[Saved data entries]

● ● ●

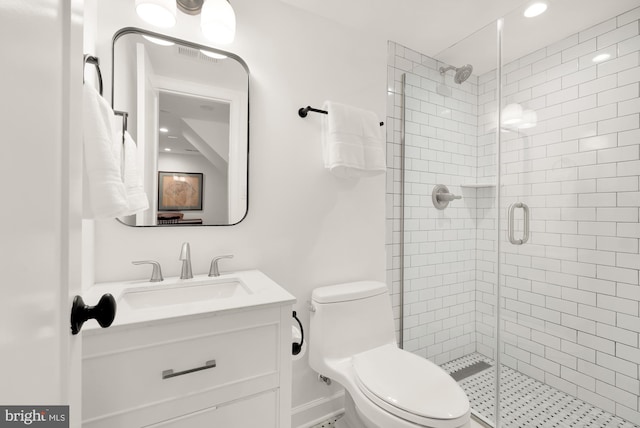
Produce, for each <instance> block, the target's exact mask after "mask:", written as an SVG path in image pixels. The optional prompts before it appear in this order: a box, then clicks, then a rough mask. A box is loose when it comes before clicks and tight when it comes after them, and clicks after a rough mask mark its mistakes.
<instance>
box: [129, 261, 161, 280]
mask: <svg viewBox="0 0 640 428" xmlns="http://www.w3.org/2000/svg"><path fill="white" fill-rule="evenodd" d="M131 263H132V264H134V265H153V271H152V272H151V279H150V280H149V282H160V281H163V280H164V278H163V277H162V268H161V267H160V263H158V262H156V261H155V260H136V261H134V262H131Z"/></svg>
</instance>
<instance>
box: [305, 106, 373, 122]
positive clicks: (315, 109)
mask: <svg viewBox="0 0 640 428" xmlns="http://www.w3.org/2000/svg"><path fill="white" fill-rule="evenodd" d="M310 111H312V112H314V113H320V114H329V112H328V111H326V110H320V109H317V108H313V107H311V106H306V107H300V108H299V109H298V116H300V117H303V118H304V117H307V115H308V114H309V112H310ZM383 125H384V122H380V126H383Z"/></svg>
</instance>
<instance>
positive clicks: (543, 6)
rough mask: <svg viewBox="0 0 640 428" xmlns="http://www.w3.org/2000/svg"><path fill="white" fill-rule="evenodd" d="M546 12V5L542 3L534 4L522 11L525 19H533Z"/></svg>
mask: <svg viewBox="0 0 640 428" xmlns="http://www.w3.org/2000/svg"><path fill="white" fill-rule="evenodd" d="M545 10H547V4H546V3H544V2H535V3H532V4H530V5H529V7H527V9H526V10H525V11H524V16H526V17H527V18H534V17H536V16H538V15H541V14H543V13H544V11H545Z"/></svg>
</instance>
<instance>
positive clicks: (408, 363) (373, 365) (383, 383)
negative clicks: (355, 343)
mask: <svg viewBox="0 0 640 428" xmlns="http://www.w3.org/2000/svg"><path fill="white" fill-rule="evenodd" d="M353 368H354V371H355V374H356V379H357V381H358V385H359V386H360V388H361V390H362V391H363V392H364V393H365V394H366V395H367V396H369V398H372V399H373V401H378V404H384V403H386V404H387V406H383V407H385V408H386V409H387V410H390V411H392V412H393V413H395V414H396V415H398V416H401V417H405V418H407V415H409V416H410V415H415V416H417V417H423V418H427V419H439V420H450V419H457V418H461V417H464V416H466V415H467V414H468V413H469V409H470V407H469V400H468V399H467V396H466V395H465V393H464V391H463V390H462V388H460V386H458V384H457V383H456V381H455V380H453V378H452V377H451V376H450V375H449V374H447V373H446V372H445V371H444V370H442V369H441V368H440V367H438V366H437V365H435V364H433V363H432V362H431V361H429V360H426V359H424V358H421V357H419V356H417V355H414V354H411V353H409V352H407V351H403V350H401V349H398V348H397V347H395V346H394V345H385V346H380V347H378V348H375V349H372V350H370V351H367V352H363V353H361V354H357V355H355V356H354V357H353ZM372 395H373V397H372ZM376 398H377V399H379V400H376ZM380 400H381V401H382V403H380ZM394 409H398V410H399V411H394ZM410 419H414V418H413V417H410Z"/></svg>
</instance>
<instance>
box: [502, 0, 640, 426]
mask: <svg viewBox="0 0 640 428" xmlns="http://www.w3.org/2000/svg"><path fill="white" fill-rule="evenodd" d="M638 12H639V10H638V9H636V10H635V11H633V10H632V11H630V12H628V13H624V14H622V15H619V16H617V17H614V18H610V19H607V20H604V21H603V22H601V23H599V24H598V25H596V26H594V27H590V28H584V29H582V30H581V31H580V32H578V33H574V34H569V35H567V36H566V37H564V38H561V39H559V40H553V41H550V42H549V43H545V44H544V45H543V46H537V47H536V48H535V49H533V50H532V51H531V52H529V53H528V54H526V55H524V56H523V55H522V54H517V55H516V54H514V53H513V51H514V49H513V48H514V47H515V43H516V41H515V40H514V38H515V37H516V36H515V34H514V33H515V32H516V31H515V30H516V29H519V28H522V27H523V26H529V27H530V28H531V37H532V38H535V37H536V34H543V33H544V32H545V29H546V28H549V27H548V26H549V25H551V24H550V22H549V21H548V20H547V18H545V17H544V15H541V16H540V17H538V18H534V19H527V18H524V17H522V11H521V10H517V11H514V13H513V14H510V15H508V16H506V17H505V19H504V30H503V43H502V46H503V47H502V52H501V54H502V58H503V60H502V63H503V66H502V68H501V71H502V72H501V88H500V91H501V98H500V101H501V102H500V155H499V161H500V163H499V165H500V168H499V171H500V176H499V180H498V183H499V198H498V201H499V202H498V204H499V214H500V233H499V236H498V242H497V244H498V247H499V267H498V269H499V281H500V288H499V303H500V309H499V312H500V317H499V336H500V347H499V349H500V354H499V360H500V363H501V369H502V370H501V371H502V373H501V377H500V395H501V409H500V421H501V426H509V427H521V426H527V424H528V423H530V422H528V421H535V424H536V425H537V426H544V427H552V426H561V427H564V426H566V427H583V426H596V427H634V426H639V425H640V412H639V410H640V409H639V398H640V397H639V394H640V392H639V391H640V381H639V371H638V370H639V364H640V349H639V348H638V344H639V333H640V318H639V315H640V313H639V309H640V306H639V301H640V291H639V290H640V285H639V282H638V269H639V267H640V256H639V252H638V238H640V233H639V231H640V229H639V228H638V220H639V214H640V213H639V211H640V210H639V207H640V199H639V195H640V193H639V191H640V188H639V178H640V177H639V175H640V139H639V138H638V136H640V129H639V126H640V123H639V119H638V113H639V112H640V110H639V109H638V106H639V105H640V104H639V103H638V96H639V93H638V75H639V73H640V69H639V67H638V60H637V59H638V54H639V50H640V43H639V42H638V37H639V36H638ZM632 76H633V77H632ZM532 426H533V425H532Z"/></svg>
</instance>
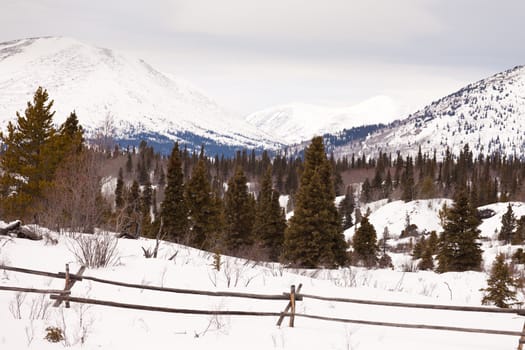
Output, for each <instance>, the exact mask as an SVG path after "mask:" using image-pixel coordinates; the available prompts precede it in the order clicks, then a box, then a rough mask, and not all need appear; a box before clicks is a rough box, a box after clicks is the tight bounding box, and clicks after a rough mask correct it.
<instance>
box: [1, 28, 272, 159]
mask: <svg viewBox="0 0 525 350" xmlns="http://www.w3.org/2000/svg"><path fill="white" fill-rule="evenodd" d="M38 86H42V87H44V88H46V89H47V90H48V92H49V95H50V98H51V99H53V100H54V101H55V104H54V109H55V110H56V114H55V121H56V122H57V123H60V122H62V121H63V120H65V118H66V117H67V116H68V115H69V113H70V112H71V111H73V110H75V111H76V113H77V115H78V117H79V119H80V122H81V124H82V125H83V126H84V128H85V129H86V130H87V131H88V132H89V133H93V132H94V131H95V130H96V129H97V128H99V127H101V126H102V125H103V124H104V123H105V121H106V120H108V119H112V120H113V123H114V127H115V129H116V130H115V131H116V135H117V138H119V139H140V138H143V137H144V138H148V139H150V141H155V142H161V143H162V142H166V143H169V144H170V145H171V143H172V141H173V140H180V141H182V142H187V143H189V144H190V146H191V145H192V144H193V145H195V146H197V147H199V146H200V145H201V144H202V143H205V144H208V145H209V147H212V148H214V147H218V148H219V149H220V147H222V146H226V147H231V146H243V147H250V148H256V147H266V148H275V147H277V146H278V145H277V143H276V142H274V141H273V140H272V137H270V136H268V135H267V134H265V133H264V132H261V131H259V130H257V128H255V127H253V126H252V125H249V124H248V123H246V122H245V121H244V120H243V118H242V117H239V116H236V115H234V114H232V113H231V112H229V111H227V110H226V109H224V108H222V107H221V106H219V105H218V104H217V103H215V102H214V101H213V100H212V99H211V98H209V97H207V96H206V95H205V94H204V93H202V92H200V91H199V90H197V89H195V88H193V87H191V86H190V85H189V84H188V83H186V82H184V81H182V80H178V79H173V78H170V77H168V76H167V75H165V74H163V73H161V72H159V71H158V70H156V69H155V68H153V67H152V66H150V65H148V64H147V63H146V62H144V61H142V60H139V59H135V58H131V57H128V56H126V55H124V54H121V53H118V52H115V51H112V50H109V49H104V48H98V47H93V46H89V45H86V44H84V43H81V42H79V41H76V40H74V39H70V38H62V37H45V38H31V39H23V40H15V41H10V42H4V43H0V123H1V126H2V127H5V125H6V123H7V120H12V119H14V117H15V112H16V111H20V112H23V111H24V109H25V106H26V102H27V101H29V100H31V99H32V95H33V93H34V92H35V90H36V88H37V87H38Z"/></svg>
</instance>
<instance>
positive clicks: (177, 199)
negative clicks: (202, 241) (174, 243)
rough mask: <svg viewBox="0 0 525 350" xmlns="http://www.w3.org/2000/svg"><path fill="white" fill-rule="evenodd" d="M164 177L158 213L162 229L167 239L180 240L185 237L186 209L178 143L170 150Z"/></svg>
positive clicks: (185, 232) (186, 208) (185, 227)
mask: <svg viewBox="0 0 525 350" xmlns="http://www.w3.org/2000/svg"><path fill="white" fill-rule="evenodd" d="M166 178H167V183H166V189H165V191H164V201H162V205H161V214H160V215H161V217H162V220H163V225H164V226H163V229H164V231H165V232H166V234H167V237H168V238H169V239H171V240H174V241H176V242H182V241H183V240H185V239H186V233H187V228H188V210H187V206H186V201H185V198H184V182H183V181H184V175H183V174H182V161H181V158H180V152H179V144H178V143H175V145H174V146H173V150H172V151H171V156H170V158H169V160H168V171H167V175H166Z"/></svg>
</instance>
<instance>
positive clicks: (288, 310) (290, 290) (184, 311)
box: [0, 265, 525, 349]
mask: <svg viewBox="0 0 525 350" xmlns="http://www.w3.org/2000/svg"><path fill="white" fill-rule="evenodd" d="M0 270H8V271H15V272H20V273H27V274H33V275H40V276H47V277H52V278H60V279H66V286H65V288H64V290H51V289H34V288H22V287H11V286H0V290H8V291H20V292H32V293H43V294H50V298H51V299H52V300H55V305H59V304H60V302H61V301H64V302H66V305H67V304H68V303H69V302H74V303H83V304H91V305H101V306H108V307H118V308H125V309H135V310H144V311H156V312H167V313H179V314H193V315H227V316H261V317H279V320H278V322H277V325H278V326H280V325H281V322H282V321H283V319H284V318H285V317H289V318H290V327H293V326H294V318H296V317H298V318H308V319H315V320H322V321H332V322H342V323H353V324H362V325H369V326H383V327H396V328H411V329H430V330H440V331H454V332H467V333H478V334H494V335H504V336H517V337H520V340H519V347H520V349H521V346H522V343H523V342H525V325H524V328H523V330H522V331H521V332H519V331H506V330H496V329H479V328H464V327H450V326H438V325H427V324H407V323H392V322H379V321H368V320H358V319H346V318H336V317H327V316H320V315H310V314H305V313H297V312H296V311H295V303H296V301H301V300H303V299H315V300H321V301H331V302H341V303H355V304H368V305H377V306H387V307H406V308H418V309H430V310H451V311H467V312H485V313H513V314H517V315H519V316H525V310H522V309H500V308H495V307H476V306H454V305H433V304H415V303H399V302H385V301H376V300H365V299H350V298H337V297H325V296H319V295H312V294H305V293H300V291H301V287H302V285H299V286H298V288H297V290H295V286H292V287H291V290H290V293H282V294H280V295H279V294H278V295H270V294H253V293H238V292H226V291H217V292H212V291H203V290H193V289H181V288H165V287H158V286H148V285H140V284H134V283H128V282H121V281H112V280H107V279H102V278H98V277H93V276H84V275H82V274H83V272H84V270H85V268H83V267H82V268H81V269H80V270H79V273H77V274H70V273H69V268H68V266H67V265H66V272H65V273H64V272H58V273H51V272H47V271H37V270H30V269H24V268H19V267H12V266H5V265H0ZM83 280H90V281H93V282H98V283H105V284H110V285H116V286H121V287H128V288H139V289H146V290H154V291H160V292H171V293H181V294H196V295H204V296H216V297H234V298H251V299H263V300H287V301H289V303H288V305H287V306H286V308H285V309H284V310H283V311H282V312H256V311H239V310H194V309H179V308H167V307H161V306H149V305H138V304H128V303H121V302H115V301H108V300H98V299H90V298H80V297H72V296H71V295H70V293H71V287H72V286H73V284H74V282H77V281H83Z"/></svg>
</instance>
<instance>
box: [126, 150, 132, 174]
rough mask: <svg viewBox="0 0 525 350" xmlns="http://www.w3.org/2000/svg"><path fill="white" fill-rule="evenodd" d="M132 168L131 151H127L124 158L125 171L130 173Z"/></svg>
mask: <svg viewBox="0 0 525 350" xmlns="http://www.w3.org/2000/svg"><path fill="white" fill-rule="evenodd" d="M132 170H133V159H132V158H131V153H130V152H128V156H127V158H126V173H128V174H131V171H132Z"/></svg>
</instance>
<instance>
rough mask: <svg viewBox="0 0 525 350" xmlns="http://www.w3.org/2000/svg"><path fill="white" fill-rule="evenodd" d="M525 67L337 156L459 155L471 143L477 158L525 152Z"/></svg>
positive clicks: (411, 119) (427, 107) (441, 101)
mask: <svg viewBox="0 0 525 350" xmlns="http://www.w3.org/2000/svg"><path fill="white" fill-rule="evenodd" d="M524 115H525V67H523V66H519V67H515V68H513V69H510V70H507V71H505V72H502V73H498V74H496V75H494V76H491V77H489V78H487V79H484V80H481V81H478V82H476V83H473V84H470V85H468V86H466V87H465V88H463V89H461V90H459V91H457V92H455V93H453V94H451V95H449V96H446V97H444V98H442V99H440V100H438V101H436V102H434V103H432V104H431V105H429V106H427V107H425V108H424V109H422V110H420V111H418V112H416V113H414V114H413V115H410V116H409V117H408V118H407V119H405V120H402V121H401V122H396V123H393V124H392V125H390V126H389V127H387V128H384V129H382V130H381V131H378V132H376V133H375V134H373V135H371V136H370V137H368V138H367V139H366V140H365V141H363V142H360V143H358V144H352V145H346V146H342V147H340V148H338V150H337V153H338V154H340V155H341V154H351V153H353V152H355V153H356V154H358V153H359V154H362V153H364V154H367V155H369V154H371V155H374V154H377V152H378V151H379V150H383V151H385V150H386V151H387V152H392V153H394V152H396V151H401V152H402V153H403V154H407V153H412V154H414V153H416V152H417V149H418V146H421V148H422V150H423V151H424V152H429V153H432V152H433V150H434V149H437V150H438V157H441V156H442V155H443V152H444V150H445V148H446V147H447V146H448V147H450V149H451V151H453V152H454V153H456V154H458V153H459V150H460V149H462V148H463V147H464V145H465V144H467V143H468V144H469V147H470V149H471V150H473V152H474V154H477V153H480V152H483V153H485V154H487V153H492V152H495V151H497V152H500V153H503V154H507V155H514V154H516V155H518V156H522V155H523V154H524V152H525V134H524V131H523V130H524V129H525V120H524V119H523V116H524Z"/></svg>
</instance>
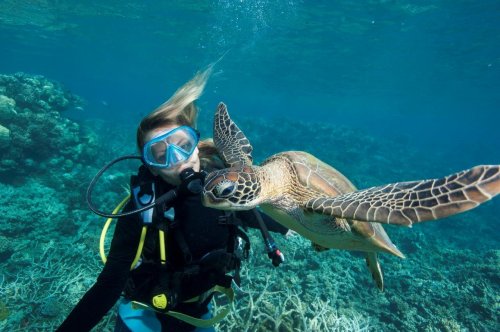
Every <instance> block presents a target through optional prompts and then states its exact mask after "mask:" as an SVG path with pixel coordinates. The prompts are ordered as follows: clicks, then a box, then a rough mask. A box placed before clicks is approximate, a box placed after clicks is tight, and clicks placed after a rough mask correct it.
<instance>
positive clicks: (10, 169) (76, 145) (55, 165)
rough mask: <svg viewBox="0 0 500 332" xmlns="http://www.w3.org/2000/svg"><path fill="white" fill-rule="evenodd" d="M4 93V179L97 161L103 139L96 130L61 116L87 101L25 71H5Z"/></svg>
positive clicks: (2, 85) (2, 88)
mask: <svg viewBox="0 0 500 332" xmlns="http://www.w3.org/2000/svg"><path fill="white" fill-rule="evenodd" d="M0 94H1V95H0V111H1V112H0V114H1V115H0V125H1V126H2V127H0V147H2V160H1V161H0V181H2V180H3V181H12V179H13V178H14V177H17V178H21V177H22V176H24V175H26V174H32V173H33V172H37V173H39V174H51V173H55V172H51V171H53V170H57V169H58V168H59V169H60V168H62V169H64V170H68V169H72V168H73V167H77V166H78V164H81V163H86V162H90V161H92V160H94V158H95V155H96V150H97V144H98V142H97V141H96V140H95V138H94V137H93V135H92V134H89V132H90V131H91V130H90V129H89V128H82V127H81V126H80V125H79V124H77V123H76V122H74V121H72V120H70V119H68V118H66V117H64V116H63V115H62V114H61V112H63V111H64V110H66V109H68V108H70V107H76V106H80V105H82V103H83V101H82V99H81V98H80V97H78V96H76V95H74V94H72V93H71V92H69V91H67V90H65V89H64V88H63V87H62V86H61V84H59V83H57V82H53V81H50V80H48V79H46V78H44V77H43V76H39V75H28V74H24V73H17V74H14V75H0ZM2 142H3V143H2ZM55 175H56V176H57V175H58V174H55ZM74 175H75V177H76V178H78V173H75V174H74ZM70 178H73V177H68V179H70Z"/></svg>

● ● ●

**Goal of the exercise**.
Take the entries above and return only the lines from the one with "168L131 151H127L124 158L125" to the one with "67L337 156L459 155L471", both included, unchanged.

**Solution to this exercise**.
rough mask: <svg viewBox="0 0 525 350" xmlns="http://www.w3.org/2000/svg"><path fill="white" fill-rule="evenodd" d="M132 168L131 151H127L124 158L125 171L130 173Z"/></svg>
mask: <svg viewBox="0 0 525 350" xmlns="http://www.w3.org/2000/svg"><path fill="white" fill-rule="evenodd" d="M132 170H133V159H132V158H131V153H130V152H128V156H127V158H126V173H128V174H131V171H132Z"/></svg>
</instance>
<instance>
rough mask: <svg viewBox="0 0 525 350" xmlns="http://www.w3.org/2000/svg"><path fill="white" fill-rule="evenodd" d="M525 67L337 156L459 155L471 143L477 158L525 152Z"/></svg>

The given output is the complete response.